Description of the task :: What is needed is an exact repeat of the entries, with no pictures in it.

--- Given records ---

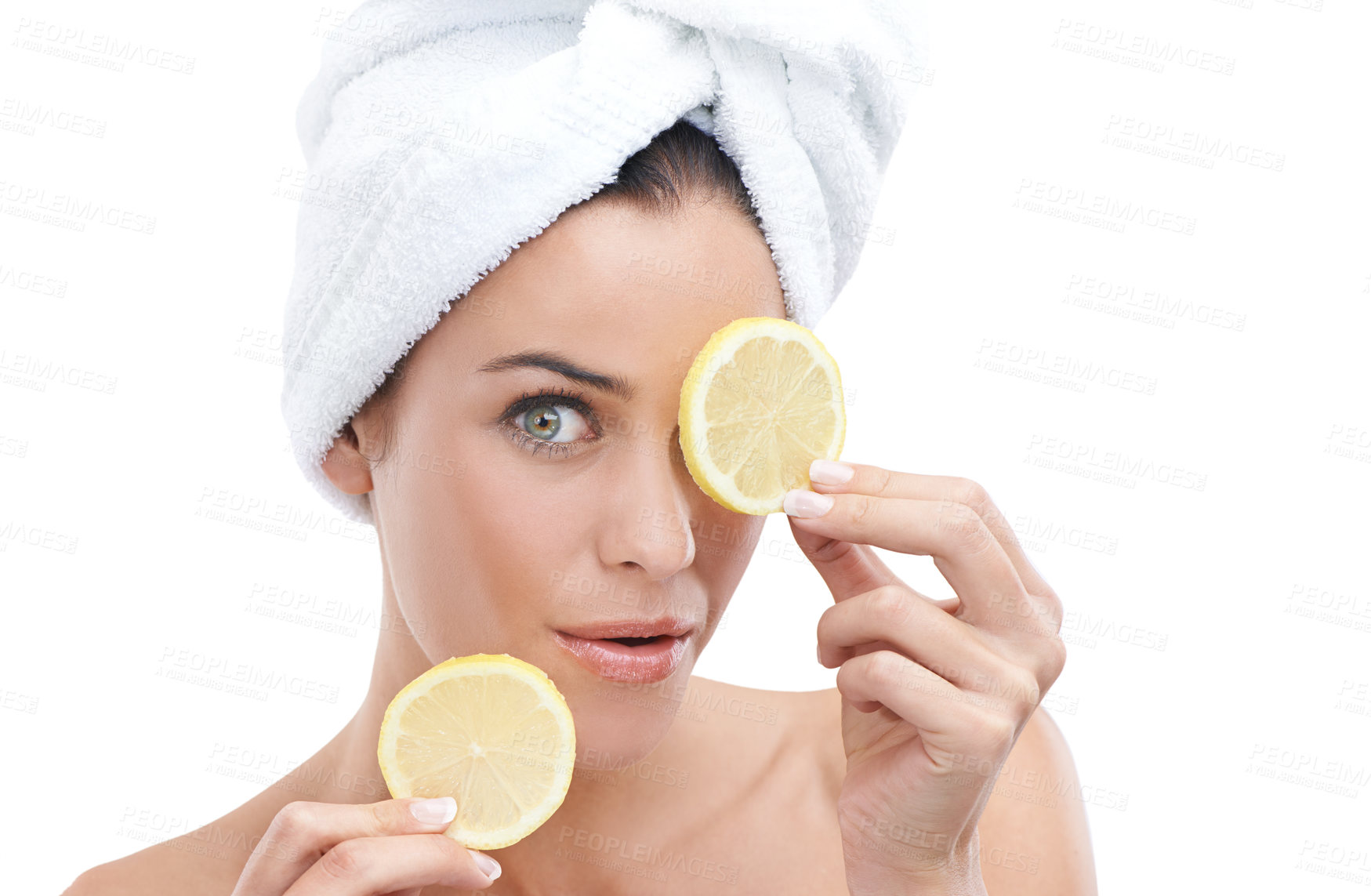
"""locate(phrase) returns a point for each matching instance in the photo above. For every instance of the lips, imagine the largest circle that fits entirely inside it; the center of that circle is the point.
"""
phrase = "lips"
(628, 650)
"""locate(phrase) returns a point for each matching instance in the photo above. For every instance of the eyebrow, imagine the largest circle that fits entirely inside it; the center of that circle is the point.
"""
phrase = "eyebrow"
(564, 366)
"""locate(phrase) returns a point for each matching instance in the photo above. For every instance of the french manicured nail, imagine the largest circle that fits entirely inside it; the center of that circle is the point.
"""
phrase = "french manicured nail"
(437, 811)
(490, 868)
(829, 472)
(805, 503)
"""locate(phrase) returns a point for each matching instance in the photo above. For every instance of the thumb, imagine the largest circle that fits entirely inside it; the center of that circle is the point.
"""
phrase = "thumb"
(847, 569)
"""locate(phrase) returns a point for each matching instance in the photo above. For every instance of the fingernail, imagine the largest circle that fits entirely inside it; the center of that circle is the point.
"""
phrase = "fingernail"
(490, 868)
(805, 503)
(829, 472)
(437, 811)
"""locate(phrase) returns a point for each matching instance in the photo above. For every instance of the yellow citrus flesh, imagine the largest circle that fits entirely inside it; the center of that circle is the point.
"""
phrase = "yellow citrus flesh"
(490, 731)
(761, 401)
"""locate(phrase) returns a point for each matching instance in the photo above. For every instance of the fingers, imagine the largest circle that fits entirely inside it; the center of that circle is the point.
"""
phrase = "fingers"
(869, 480)
(368, 866)
(303, 835)
(966, 553)
(901, 619)
(948, 722)
(971, 544)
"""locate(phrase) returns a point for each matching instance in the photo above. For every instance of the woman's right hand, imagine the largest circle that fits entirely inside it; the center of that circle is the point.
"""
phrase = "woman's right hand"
(368, 850)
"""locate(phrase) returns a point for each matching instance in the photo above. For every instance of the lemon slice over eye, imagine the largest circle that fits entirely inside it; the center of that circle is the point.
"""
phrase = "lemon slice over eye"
(761, 401)
(490, 731)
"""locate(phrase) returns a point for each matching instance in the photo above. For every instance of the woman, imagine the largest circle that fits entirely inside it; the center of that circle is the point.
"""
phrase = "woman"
(557, 381)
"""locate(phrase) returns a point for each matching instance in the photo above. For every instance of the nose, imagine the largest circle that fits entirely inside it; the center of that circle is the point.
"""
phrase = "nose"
(650, 517)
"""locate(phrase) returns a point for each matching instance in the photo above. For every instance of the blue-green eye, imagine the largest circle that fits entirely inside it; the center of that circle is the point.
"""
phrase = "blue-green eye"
(557, 419)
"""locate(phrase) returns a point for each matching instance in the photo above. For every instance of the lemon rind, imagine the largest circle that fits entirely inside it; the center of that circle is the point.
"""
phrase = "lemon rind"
(502, 663)
(716, 353)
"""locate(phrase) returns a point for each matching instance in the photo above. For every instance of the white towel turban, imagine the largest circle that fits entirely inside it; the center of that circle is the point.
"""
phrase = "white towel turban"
(441, 135)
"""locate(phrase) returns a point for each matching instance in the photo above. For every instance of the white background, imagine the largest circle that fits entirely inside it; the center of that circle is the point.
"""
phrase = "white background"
(1217, 696)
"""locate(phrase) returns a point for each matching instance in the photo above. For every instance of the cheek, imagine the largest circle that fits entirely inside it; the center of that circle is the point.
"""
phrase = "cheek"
(479, 557)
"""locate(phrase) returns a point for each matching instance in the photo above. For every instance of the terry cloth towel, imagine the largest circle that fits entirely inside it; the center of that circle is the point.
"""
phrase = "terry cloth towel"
(442, 135)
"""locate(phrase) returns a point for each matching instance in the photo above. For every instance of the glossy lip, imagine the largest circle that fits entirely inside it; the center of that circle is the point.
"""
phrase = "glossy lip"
(629, 629)
(644, 663)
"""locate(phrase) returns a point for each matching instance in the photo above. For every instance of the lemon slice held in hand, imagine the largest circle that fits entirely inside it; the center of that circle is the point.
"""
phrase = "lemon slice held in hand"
(490, 731)
(761, 401)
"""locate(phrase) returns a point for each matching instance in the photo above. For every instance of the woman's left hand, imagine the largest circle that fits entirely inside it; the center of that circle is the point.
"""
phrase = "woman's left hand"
(935, 692)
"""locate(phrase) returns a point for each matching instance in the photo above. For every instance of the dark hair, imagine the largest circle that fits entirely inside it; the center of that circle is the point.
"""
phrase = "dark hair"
(680, 165)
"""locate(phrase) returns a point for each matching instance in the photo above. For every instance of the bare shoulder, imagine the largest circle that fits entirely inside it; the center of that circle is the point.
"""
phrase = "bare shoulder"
(203, 862)
(1034, 836)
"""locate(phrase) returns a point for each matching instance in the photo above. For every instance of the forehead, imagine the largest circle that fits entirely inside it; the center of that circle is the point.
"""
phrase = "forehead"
(604, 259)
(606, 281)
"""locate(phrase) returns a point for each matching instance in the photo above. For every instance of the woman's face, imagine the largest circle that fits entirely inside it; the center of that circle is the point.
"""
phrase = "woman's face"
(518, 503)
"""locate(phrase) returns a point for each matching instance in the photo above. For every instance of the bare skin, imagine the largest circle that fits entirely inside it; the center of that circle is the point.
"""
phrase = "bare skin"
(739, 782)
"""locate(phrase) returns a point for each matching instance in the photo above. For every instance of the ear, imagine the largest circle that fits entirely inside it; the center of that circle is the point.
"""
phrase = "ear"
(346, 466)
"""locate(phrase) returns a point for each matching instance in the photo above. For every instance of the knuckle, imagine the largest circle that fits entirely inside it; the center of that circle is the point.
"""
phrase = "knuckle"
(971, 494)
(346, 861)
(294, 821)
(862, 511)
(968, 531)
(886, 668)
(890, 606)
(386, 817)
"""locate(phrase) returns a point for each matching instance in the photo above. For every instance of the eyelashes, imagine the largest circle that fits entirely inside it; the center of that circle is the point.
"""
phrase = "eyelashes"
(547, 397)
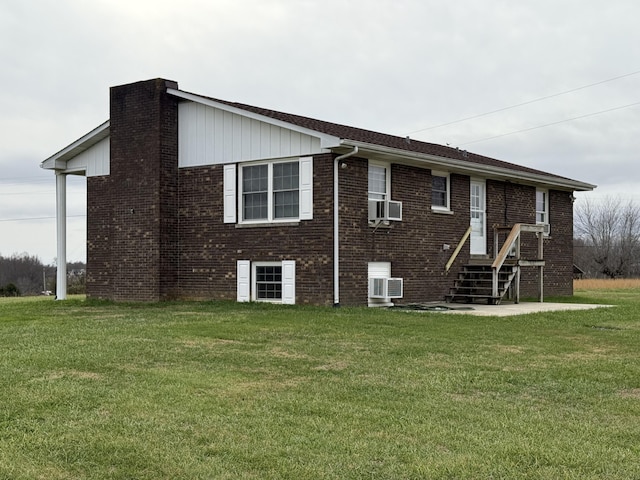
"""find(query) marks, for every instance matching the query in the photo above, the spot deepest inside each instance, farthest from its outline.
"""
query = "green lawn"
(223, 390)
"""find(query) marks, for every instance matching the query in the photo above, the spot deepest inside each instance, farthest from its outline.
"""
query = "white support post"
(61, 235)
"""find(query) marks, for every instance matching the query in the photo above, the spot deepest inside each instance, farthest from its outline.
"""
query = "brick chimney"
(132, 213)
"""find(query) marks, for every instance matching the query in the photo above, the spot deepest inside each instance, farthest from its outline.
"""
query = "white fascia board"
(471, 168)
(59, 160)
(326, 141)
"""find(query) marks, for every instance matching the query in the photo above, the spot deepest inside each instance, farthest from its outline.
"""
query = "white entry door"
(478, 218)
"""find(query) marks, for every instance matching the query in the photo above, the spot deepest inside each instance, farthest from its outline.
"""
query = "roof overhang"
(59, 160)
(460, 166)
(326, 141)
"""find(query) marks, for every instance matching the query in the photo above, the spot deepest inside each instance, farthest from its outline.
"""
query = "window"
(378, 182)
(440, 191)
(266, 281)
(542, 207)
(270, 191)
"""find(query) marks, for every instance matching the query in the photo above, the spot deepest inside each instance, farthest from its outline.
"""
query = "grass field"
(223, 390)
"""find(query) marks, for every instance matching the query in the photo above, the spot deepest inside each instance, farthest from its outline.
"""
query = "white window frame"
(387, 168)
(447, 207)
(247, 285)
(545, 212)
(233, 191)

---

Task output ::
"""locate(phrase) returns a point for each matching instance in the photo above. For every instance of the lips, imagine the largest circle that fits entirely inside it; the center of that circle is the point.
"""
phrase = "lips"
(628, 650)
"""locate(phrase) returns a point for each matching instance in the photo above. For every instance of the eyebrow, imagine the largest circle that fits entirely inside it; the center of that circle is the point.
"""
phrase = "eyebrow"
(564, 366)
"""locate(phrase) returns a point for each matching instance in the photo above. For every instance of the french manicured nail, imagine the largest circle that fits entirely inside it; the center of that circle is the point.
"""
phrase = "french manicured nail"
(437, 811)
(490, 868)
(829, 472)
(805, 503)
"""locate(phrase) returns a point for each matching instance in the photo above. For every instance of the thumb, imagine the largest circle that fits entirely inside it; the center of that circle is the point.
"""
phrase = "thumb"
(847, 569)
"""locate(phrase) returns a point for each matching instance in the photo above. For every instance of the fingernail, imagine the largest circle that fits entirely inside it; the center of that circle is the point.
"""
phrase = "fingernail"
(490, 868)
(805, 503)
(829, 472)
(437, 811)
"""locate(phrase) returns a point for each matching instance in the photo above. For every instance of the yellow citrus flesh, imagine the largest circle that fits entirely inside it; the center of that circle is the point.
"""
phrase = "yellow citrus flesh"
(490, 731)
(761, 401)
"""locate(phrase) returns a point for each matching instance in the photo above. For every instance of the fingers, imagine the largest circle that fits entirely inside it; the center of that circle is the point.
"""
phrase = "fingers"
(869, 480)
(368, 866)
(303, 835)
(966, 553)
(901, 619)
(948, 722)
(971, 544)
"""locate(phrase) returns a point for each matching instance in the photo above. For every instance of the woman's right hand, imagine the largest circle that fits entirely inside it; the center of that circle is the point.
"""
phrase = "woman's right hand"
(368, 850)
"""locate(phrase) returns a point for each matching instance in the photo above. For every instance of the lemon slice over eye, imagine the largest circle that fits entirely inside it; the center of that circle is the point.
"""
phrase = "lemon slice over eye"
(761, 401)
(490, 731)
"""locate(phrase) returns a point for each matching instance in the photo above. For every instance of the woman, imagine the largest circle that fits entirely inside it; the center of that circle is the point.
"""
phrase = "woman"
(557, 381)
"""locate(phrase) returns a point for each matching instance in the photo above. For every instance of the nose, imagine the largest circle that fits entirely inside it; the center of that circle is the point.
"""
phrase = "nose"
(650, 517)
"""locate(phrase) returns a point for each matching instance in the photo above. For every instance of the blue-green eye, imagine the largest circle that fits entirely inside it; the center of that circle is the point.
"""
phrase = "blue-green eye"
(557, 419)
"""locate(phrase) returns a point for each matching instance in the photo above. For every instance of the lemon rind, imagine the largest circle that fits entirely inside it; the center of that circle is the point.
"""
phrase = "lemon rind"
(502, 663)
(716, 353)
"""locate(phrase) returns a point for each matching instance in the photo above. For every instance of the white towel turban, imagine the largest circle that fits entirely inside it; the center of that circle is the point.
"""
phrase = "white towel turban"
(441, 135)
"""locate(phrase) returns a point for each matching instance in the photo above. For every instance of the white background, imagine the largest circle that fits entirely inside it; the center of that circle is the point.
"""
phrase = "white background"
(1217, 696)
"""locate(phrase) returns a point for each matching instance in the photo above. For every instance of the cheek, imagine the largest circle that fits entirely inside it; the center of that circle is the point.
"""
phrase = "cheek"
(479, 557)
"""locate(phrase) returns a point for each matching instance in the photo above. For every instance of the terry cloth towel, imagine the largest circle that fits entirely inside it; the center of that circle is the point.
"""
phrase = "terry cloth towel"
(442, 135)
"""locate(phrase) returns a point for each matching instance in the photo above. For every instance of the glossy lip, imagine the largest circle that fits entirely inside it; the center of that circle is the point.
"""
phrase = "glossy lip"
(629, 629)
(644, 663)
"""locate(phrase) returns a point for each matching instance in the photo above. For every instance of the lemon slice held in hand, imagine the largest circle that fits entirely inside it; the center of that circle is the point.
"""
phrase = "lemon slice held in hand"
(490, 731)
(761, 401)
"""locate(phrase) returns a point for each matching instance in the photo above. For every instance of the woman's left hand, imagine the largest circle that fits entirely inside it; the center of that circle is the point.
"""
phrase = "woman's left hand"
(935, 692)
"""locate(phrase) returns a point for each matching instance in the photo above. For every instance of the dark hair, imagine the largest circle that fits entirely inside it; the center of that circle is the point.
"""
phrase = "dark hair"
(680, 165)
"""locate(phrase) returns a point for each matching instance in the photo above. For every instance of the bare shoulder, imagine the largest circle that fits entirely inside it; the center of that circle is the point.
"""
phrase = "bare shoulder"
(203, 862)
(1034, 836)
"""locate(phrase) returns a point for each matching instance in the photo above. For every instance of the forehead, imagine the largest circle that fits entirely inside it; the center of that circle is the point.
"""
phrase = "forehead"
(604, 259)
(606, 281)
"""locate(phrase) returns a point for each matching instance in the photo above. For every instance of the woman's face, imagine the largest circle that fits entirely inside it; the center of that circle is the point.
"""
phrase = "woman's face"
(518, 503)
"""locate(phrase) returns a point for each matching instance in the photo above. For every instance of the bare skin, imagine the largest circle that fits entirely inside it; the center of that circle is the point.
"""
phrase = "bare skin"
(739, 782)
"""locate(phrase) returns a point for each matching instance in the photo above. For every instance of the ear, imagine the largest circle that fits entirely inside it; the center of that circle is the point.
"""
phrase = "ear"
(346, 466)
"""locate(phrase) returns a point for each matching instance in the photo above. For every instance of the knuckle, imagine the largest circle that fits entirely inside it; the center of that circle is the point.
"""
phrase = "knuckle"
(971, 494)
(346, 861)
(294, 821)
(862, 511)
(968, 531)
(886, 668)
(890, 606)
(386, 817)
"""locate(phrase) returns a point for each matching instance in the photo above. For every instance of the eyelashes, imagine the largest circle that fits entirely inside it; the center of that circle is the point.
"""
phrase = "eyelashes"
(547, 397)
"""find(query) marks, for every instance matching the query in the photo above, the spot deepest inside each instance, farthest from its outline.
"""
query = "green lawn"
(223, 390)
"""find(query) marks, for every instance matching the query in the photo above, the spot deepest inside each instance, farthest from its outline.
"""
query = "white support post"
(61, 235)
"""find(query) marks, for every instance matching the query in the photo above, the spot deepest inside each instance, farthest from its outline.
"""
query = "brick chimney"
(132, 213)
"""find(query) marks, for every instance matching the query in the photo above, the spot deepest inside each instance, farthest from its outline.
"""
query = "white fascia board"
(471, 168)
(59, 160)
(326, 141)
"""find(query) marks, for every instance matching the query in the photo above, the spot deepest inside each instance, farthest from its outline.
"""
query = "white entry door"
(478, 218)
"""find(query) marks, for every instance matching the query in the photo above, the spot deepest inside each instance, farthest from its outline.
"""
query = "roof overhang"
(59, 160)
(460, 166)
(326, 141)
"""find(query) marks, for every instance matching the query in the photo above, the spot deepest inside each instance, farthest from its outline.
"""
query = "window"
(378, 182)
(440, 191)
(266, 281)
(542, 207)
(270, 191)
"""find(query) marks, for every instance matching the query in the photo above, the spot deepest inside each instance, farthest from its outline.
"""
query = "grass field"
(223, 390)
"""find(query) marks, for every instance matching the query in the photo above, the spot deepest inside each instance, farthest from its outline.
"""
query = "white window frame"
(387, 168)
(447, 207)
(247, 285)
(545, 212)
(233, 191)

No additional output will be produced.